Exercise description:
Give back the whole listing exactly as shown.

>>

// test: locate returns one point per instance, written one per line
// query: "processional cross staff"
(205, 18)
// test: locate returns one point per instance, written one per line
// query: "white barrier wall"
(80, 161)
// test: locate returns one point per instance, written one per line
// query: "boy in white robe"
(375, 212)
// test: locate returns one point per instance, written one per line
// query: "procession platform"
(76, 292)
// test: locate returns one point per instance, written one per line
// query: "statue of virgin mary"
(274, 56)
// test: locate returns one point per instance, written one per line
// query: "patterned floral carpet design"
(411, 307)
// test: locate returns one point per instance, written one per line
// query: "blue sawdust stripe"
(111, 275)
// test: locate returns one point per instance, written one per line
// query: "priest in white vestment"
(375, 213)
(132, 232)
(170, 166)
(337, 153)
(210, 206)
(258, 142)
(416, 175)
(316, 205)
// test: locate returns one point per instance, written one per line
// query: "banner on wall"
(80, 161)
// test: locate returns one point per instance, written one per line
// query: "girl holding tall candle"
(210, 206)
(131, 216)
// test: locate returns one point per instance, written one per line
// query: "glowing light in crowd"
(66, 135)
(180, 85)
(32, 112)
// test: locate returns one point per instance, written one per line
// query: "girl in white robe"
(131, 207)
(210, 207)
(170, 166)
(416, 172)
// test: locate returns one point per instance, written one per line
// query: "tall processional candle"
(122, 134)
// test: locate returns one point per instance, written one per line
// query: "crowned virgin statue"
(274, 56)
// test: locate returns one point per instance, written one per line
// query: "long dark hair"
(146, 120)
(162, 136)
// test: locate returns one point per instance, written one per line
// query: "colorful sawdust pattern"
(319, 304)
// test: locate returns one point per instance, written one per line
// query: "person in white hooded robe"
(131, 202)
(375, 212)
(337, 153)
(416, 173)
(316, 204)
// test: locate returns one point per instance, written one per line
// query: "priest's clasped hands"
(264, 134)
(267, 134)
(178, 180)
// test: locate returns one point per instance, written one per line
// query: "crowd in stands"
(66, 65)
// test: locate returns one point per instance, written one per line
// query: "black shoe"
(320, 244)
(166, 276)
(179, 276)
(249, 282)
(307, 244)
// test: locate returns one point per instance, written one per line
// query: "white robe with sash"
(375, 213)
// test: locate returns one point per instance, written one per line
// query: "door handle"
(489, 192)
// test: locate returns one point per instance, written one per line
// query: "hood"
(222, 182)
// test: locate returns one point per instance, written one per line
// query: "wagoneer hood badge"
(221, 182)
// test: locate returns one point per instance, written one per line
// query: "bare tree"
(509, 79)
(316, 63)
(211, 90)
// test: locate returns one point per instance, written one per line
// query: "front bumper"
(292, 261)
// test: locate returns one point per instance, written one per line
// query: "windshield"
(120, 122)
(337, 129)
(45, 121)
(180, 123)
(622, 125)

<<

Task output:
// test: locate returns one point per instance, written one per line
// query: "processional cross staff"
(205, 18)
// test: locate returns one point per instance, written one per line
// query: "white barrier wall"
(80, 161)
// test: locate returns one point per instance, written one per line
// query: "boy in white robe"
(375, 212)
// test: locate returns one point per instance, written one per line
// query: "procession platform"
(76, 292)
// test: locate returns one point per instance, written one per line
// query: "statue of virgin mary"
(274, 56)
// test: locate returns one point per instance, written one per line
// query: "patterned floral carpet design"
(411, 307)
// test: locate returns one point per instance, written one per line
// query: "blue sawdust stripe"
(111, 275)
// test: locate returns one point per instance, written one per line
// query: "priest in white vestment"
(375, 213)
(132, 232)
(170, 166)
(337, 153)
(210, 206)
(258, 142)
(416, 175)
(316, 205)
// test: locate returns one point per instance, written one per line
// query: "banner on wall"
(80, 161)
// test: locate returns one point per instance, written one per line
// query: "girl holding tall candle"
(210, 206)
(131, 216)
// test: locate returns one point per instance, written one per line
// query: "glowing light in crowd"
(66, 135)
(180, 85)
(32, 112)
// test: locate returns one point per instance, written one per line
// query: "girl in white robe"
(131, 207)
(210, 207)
(170, 166)
(416, 172)
// test: locate returns one point per instance, written one per line
// query: "tall processional candle"
(122, 134)
// test: locate returns one point per instance, written one per line
// query: "crowned virgin statue"
(274, 56)
// test: locate returns one point per instance, written one per line
// query: "long dark hair"
(146, 120)
(162, 136)
// test: locate returns one point per instance, written one per line
// query: "colorful sawdust pattern"
(319, 304)
// test: locate returns one point per instance, written one per line
// query: "person in white hooded robe"
(131, 202)
(375, 212)
(337, 153)
(416, 173)
(316, 204)
// test: locate returns one point per instance, written one per line
// query: "priest's clasped hands"
(264, 134)
(267, 134)
(178, 180)
// test: locate returns one point per instance, written one per line
// query: "crowd in stands"
(66, 65)
// test: locate returns one point per instance, written one per line
// query: "black shoe"
(320, 244)
(166, 276)
(179, 276)
(249, 282)
(307, 244)
// test: locate returns one point per instance, written one per line
// query: "white robe with sash"
(375, 213)
// test: locate returns one point per instance, written one per line
// query: "door handle"
(489, 192)
// test: locate returns one point per instance, written one per line
// query: "hood"
(222, 182)
// test: locate returns one point per instance, written one per line
// query: "wagoneer hood badge"
(221, 182)
// test: locate returns one point per instance, written one per line
// query: "bare tree"
(509, 79)
(316, 63)
(211, 90)
// test: locate returns one point per instance, written one per line
// query: "front bumper"
(292, 261)
// test: locate returns one point per instance, written one per line
// query: "windshield"
(120, 122)
(337, 129)
(45, 121)
(180, 123)
(622, 125)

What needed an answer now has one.